» 任务简述 A
请更新下面全部照片点位标注记录，把其中的“one point per instance”一律改为“one point per object”，其余内容保持不变。答案中不要包含图片。

我的方法是BFS做的,当然这个题目也可以采用递归的方法来做。
- BFS
/**
* Definition for a binary tree node.
* struct TreeNode {
* int val;
* TreeNode *left;
* TreeNode *right;
* TreeNode(int x) : val(x), left(NULL), right(NULL) {}
* };
*/
class Solution {
public:
int minDepth(TreeNode* root) {
int mindep=0;
if(root==nullptr)
return mindep;
queue<TreeNode*>que;
que.push(root);
int k=1;
mindep=100000000;
while(!que.empty())
{
vector<TreeNode*>vec;
while(!que.empty())
{
root=que.front();
que.pop();
if(root->left==nullptr&&root->right==nullptr)
mindep=min(mindep,k);
if(root->left)vec.push_back(root->left);
if(root->right)vec.push_back(root->right);
}
k++;
for(int i=0;i<vec.size();i++)
{
que.push(vec[i]);
}
}
return mindep;
}
};
- 递归
/**
* Definition for a binary tree node.
* struct TreeNode {
* int val;
* TreeNode *left;
* TreeNode *right;
* TreeNode(int x) : val(x), left(NULL), right(NULL) {}
* };
*/
class Solution {
public:
int minDepth(TreeNode* root) {
int result=func(root);
return result;
}
int func(TreeNode* root)
{
if(root==nullptr)
return 0;
if(root->left==nullptr&&root->right==nullptr)
return 1;
int mind=9999999;
if(root->left!=nullptr)
mind=min(mind,func(root->left));
if(root->right!=nullptr)
mind=min(mind,func(root->right));
return mind+1;
}
};

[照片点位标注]
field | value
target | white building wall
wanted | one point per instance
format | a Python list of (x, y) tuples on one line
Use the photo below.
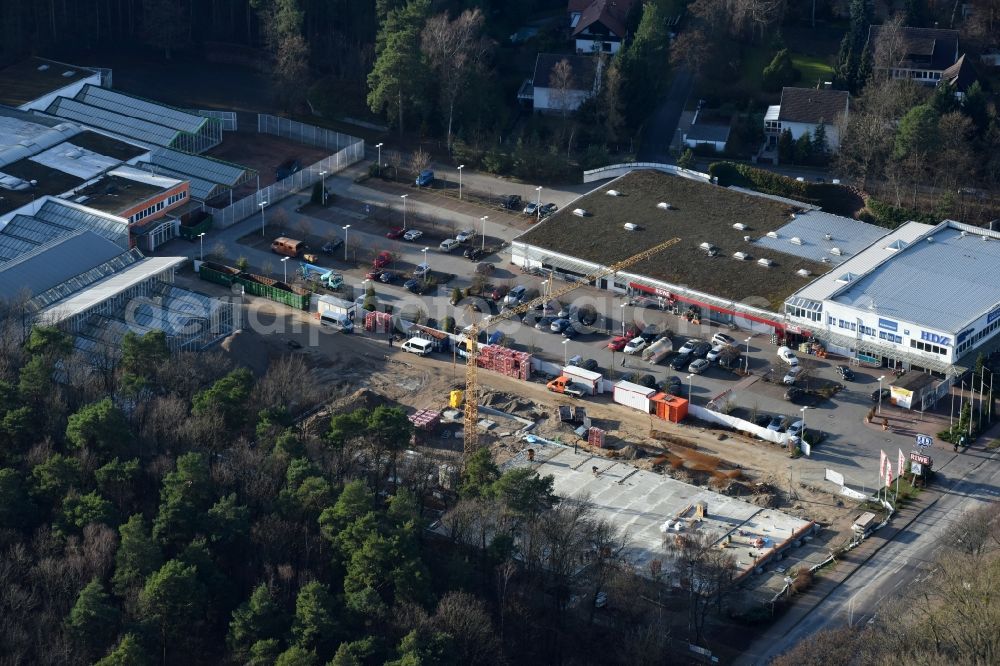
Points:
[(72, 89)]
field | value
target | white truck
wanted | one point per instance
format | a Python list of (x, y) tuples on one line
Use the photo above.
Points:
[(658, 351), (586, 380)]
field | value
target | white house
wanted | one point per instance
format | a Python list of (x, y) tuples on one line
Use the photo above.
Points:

» 任务简述 B
把上面那篇二叉树最小深度解法的文本一字不差地完整复制一遍。

» 完整答案 A
field | value
target | white building wall
wanted | one point per object
format | a Python list of (x, y) tuples on one line
Use the photo below.
Points:
[(72, 89)]
field | value
target | white truck
wanted | one point per object
format | a Python list of (x, y) tuples on one line
Use the photo above.
Points:
[(658, 351), (586, 380)]
field | value
target | white house
wanted | one point per object
format | a Python list of (x, y) tuples on one line
Use the photo above.
Points:

» 完整答案 B
我的方法是BFS做的,当然这个题目也可以采用递归的方法来做。
- BFS
/**
* Definition for a binary tree node.
* struct TreeNode {
* int val;
* TreeNode *left;
* TreeNode *right;
* TreeNode(int x) : val(x), left(NULL), right(NULL) {}
* };
*/
class Solution {
public:
int minDepth(TreeNode* root) {
int mindep=0;
if(root==nullptr)
return mindep;
queue<TreeNode*>que;
que.push(root);
int k=1;
mindep=100000000;
while(!que.empty())
{
vector<TreeNode*>vec;
while(!que.empty())
{
root=que.front();
que.pop();
if(root->left==nullptr&&root->right==nullptr)
mindep=min(mindep,k);
if(root->left)vec.push_back(root->left);
if(root->right)vec.push_back(root->right);
}
k++;
for(int i=0;i<vec.size();i++)
{
que.push(vec[i]);
}
}
return mindep;
}
};
- 递归
/**
* Definition for a binary tree node.
* struct TreeNode {
* int val;
* TreeNode *left;
* TreeNode *right;
* TreeNode(int x) : val(x), left(NULL), right(NULL) {}
* };
*/
class Solution {
public:
int minDepth(TreeNode* root) {
int result=func(root);
return result;
}
int func(TreeNode* root)
{
if(root==nullptr)
return 0;
if(root->left==nullptr&&root->right==nullptr)
return 1;
int mind=9999999;
if(root->left!=nullptr)
mind=min(mind,func(root->left));
if(root->right!=nullptr)
mind=min(mind,func(root->right));
return mind+1;
}
};